Entries shown —
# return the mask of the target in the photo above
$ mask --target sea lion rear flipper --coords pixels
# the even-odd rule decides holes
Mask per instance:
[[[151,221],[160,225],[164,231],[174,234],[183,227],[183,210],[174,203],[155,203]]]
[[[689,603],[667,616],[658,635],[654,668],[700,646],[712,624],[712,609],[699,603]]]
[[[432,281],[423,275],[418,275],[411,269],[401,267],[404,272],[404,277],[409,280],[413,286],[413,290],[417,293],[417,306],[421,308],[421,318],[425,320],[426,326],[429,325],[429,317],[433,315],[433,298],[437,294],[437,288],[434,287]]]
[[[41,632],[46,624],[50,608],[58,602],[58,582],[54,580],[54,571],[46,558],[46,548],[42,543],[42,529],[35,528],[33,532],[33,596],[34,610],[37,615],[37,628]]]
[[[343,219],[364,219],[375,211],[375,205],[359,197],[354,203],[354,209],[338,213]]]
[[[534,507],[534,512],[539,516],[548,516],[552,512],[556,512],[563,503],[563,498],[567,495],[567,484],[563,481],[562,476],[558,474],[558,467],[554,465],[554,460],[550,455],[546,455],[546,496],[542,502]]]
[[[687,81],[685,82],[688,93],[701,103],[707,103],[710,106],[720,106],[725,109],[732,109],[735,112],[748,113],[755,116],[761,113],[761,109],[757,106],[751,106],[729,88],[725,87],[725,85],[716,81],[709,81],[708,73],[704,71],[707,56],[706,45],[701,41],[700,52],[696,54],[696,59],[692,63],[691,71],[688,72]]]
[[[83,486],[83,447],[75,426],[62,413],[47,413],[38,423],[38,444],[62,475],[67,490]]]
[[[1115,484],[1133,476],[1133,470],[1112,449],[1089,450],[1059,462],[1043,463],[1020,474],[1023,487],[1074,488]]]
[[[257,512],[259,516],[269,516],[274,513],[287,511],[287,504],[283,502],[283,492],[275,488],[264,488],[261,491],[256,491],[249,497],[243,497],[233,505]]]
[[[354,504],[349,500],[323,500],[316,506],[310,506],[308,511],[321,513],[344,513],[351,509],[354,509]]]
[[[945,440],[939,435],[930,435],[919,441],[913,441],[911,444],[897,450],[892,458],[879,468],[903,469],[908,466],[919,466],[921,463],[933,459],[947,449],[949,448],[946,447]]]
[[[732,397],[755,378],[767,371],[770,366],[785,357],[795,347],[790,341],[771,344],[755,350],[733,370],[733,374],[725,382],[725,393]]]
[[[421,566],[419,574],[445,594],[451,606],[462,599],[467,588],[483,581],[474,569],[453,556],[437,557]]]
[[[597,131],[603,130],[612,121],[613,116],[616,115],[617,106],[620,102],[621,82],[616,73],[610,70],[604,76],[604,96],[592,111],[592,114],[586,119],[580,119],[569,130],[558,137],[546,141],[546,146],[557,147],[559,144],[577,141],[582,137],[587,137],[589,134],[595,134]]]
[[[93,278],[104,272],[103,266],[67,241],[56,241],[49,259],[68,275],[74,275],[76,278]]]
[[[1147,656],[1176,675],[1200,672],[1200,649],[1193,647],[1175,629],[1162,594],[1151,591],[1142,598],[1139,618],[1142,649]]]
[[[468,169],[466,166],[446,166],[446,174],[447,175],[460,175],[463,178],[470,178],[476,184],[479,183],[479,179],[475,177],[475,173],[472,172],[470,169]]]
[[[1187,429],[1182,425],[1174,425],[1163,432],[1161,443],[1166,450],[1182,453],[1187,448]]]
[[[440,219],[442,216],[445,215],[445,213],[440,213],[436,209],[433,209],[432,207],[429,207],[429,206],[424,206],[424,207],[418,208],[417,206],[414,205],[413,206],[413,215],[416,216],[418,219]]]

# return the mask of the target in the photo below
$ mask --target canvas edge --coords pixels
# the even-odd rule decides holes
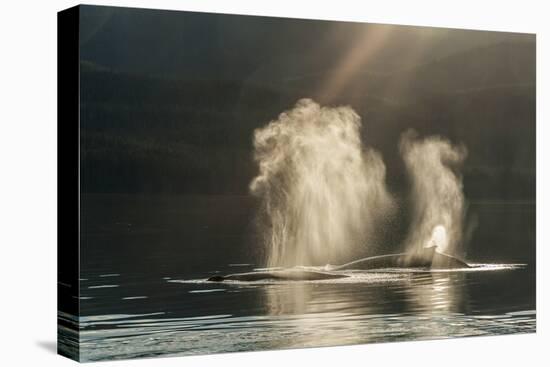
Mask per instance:
[[[57,353],[75,361],[80,361],[79,25],[80,6],[57,13]]]

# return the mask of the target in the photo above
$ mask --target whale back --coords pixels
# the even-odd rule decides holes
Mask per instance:
[[[406,254],[391,254],[371,256],[355,260],[344,265],[335,266],[333,270],[370,270],[400,267],[405,261]]]
[[[458,269],[469,267],[464,261],[437,252],[435,247],[429,247],[413,253],[371,256],[336,266],[333,270],[372,270],[384,268]]]
[[[258,280],[326,280],[347,278],[345,274],[334,274],[329,272],[310,270],[274,270],[274,271],[252,271],[249,273],[236,273],[225,276],[215,275],[208,278],[211,282],[223,282],[224,280],[237,281],[258,281]]]
[[[450,255],[436,252],[432,258],[432,269],[460,269],[471,268],[464,261]]]
[[[428,269],[459,269],[470,268],[464,261],[435,251],[434,247],[424,248],[416,253],[399,253],[390,255],[372,256],[355,260],[344,265],[335,266],[331,270],[373,270],[385,268],[428,268]],[[259,281],[259,280],[325,280],[347,278],[349,275],[334,272],[313,270],[274,270],[235,273],[229,275],[215,275],[208,278],[211,282],[225,280]]]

Your instructions —
Could you write out only the lines of the listing above from the one that contains "back --coords pixels" through its final line, exactly and inclusive?

Answer to the problem —
$ mask --target whale back --coords pixels
# the even-odd rule decides holes
Mask per instance:
[[[406,254],[391,254],[371,256],[355,260],[344,265],[335,266],[333,270],[370,270],[400,267],[405,261]]]
[[[458,269],[469,267],[464,261],[437,252],[435,247],[429,247],[413,253],[371,256],[336,266],[333,270],[372,270],[384,268]]]
[[[258,280],[326,280],[347,278],[345,274],[334,274],[329,272],[310,270],[274,270],[274,271],[252,271],[249,273],[236,273],[225,276],[215,275],[208,278],[211,282],[223,282],[224,280],[237,281],[258,281]]]
[[[450,255],[436,252],[432,258],[432,269],[460,269],[471,268],[464,261]]]
[[[428,269],[459,269],[470,268],[464,261],[435,251],[434,247],[424,248],[416,253],[399,253],[390,255],[372,256],[355,260],[344,265],[335,266],[331,270],[373,270],[385,268],[428,268]],[[259,281],[259,280],[325,280],[347,278],[349,275],[334,272],[313,270],[274,270],[235,273],[229,275],[215,275],[208,278],[211,282],[225,280]]]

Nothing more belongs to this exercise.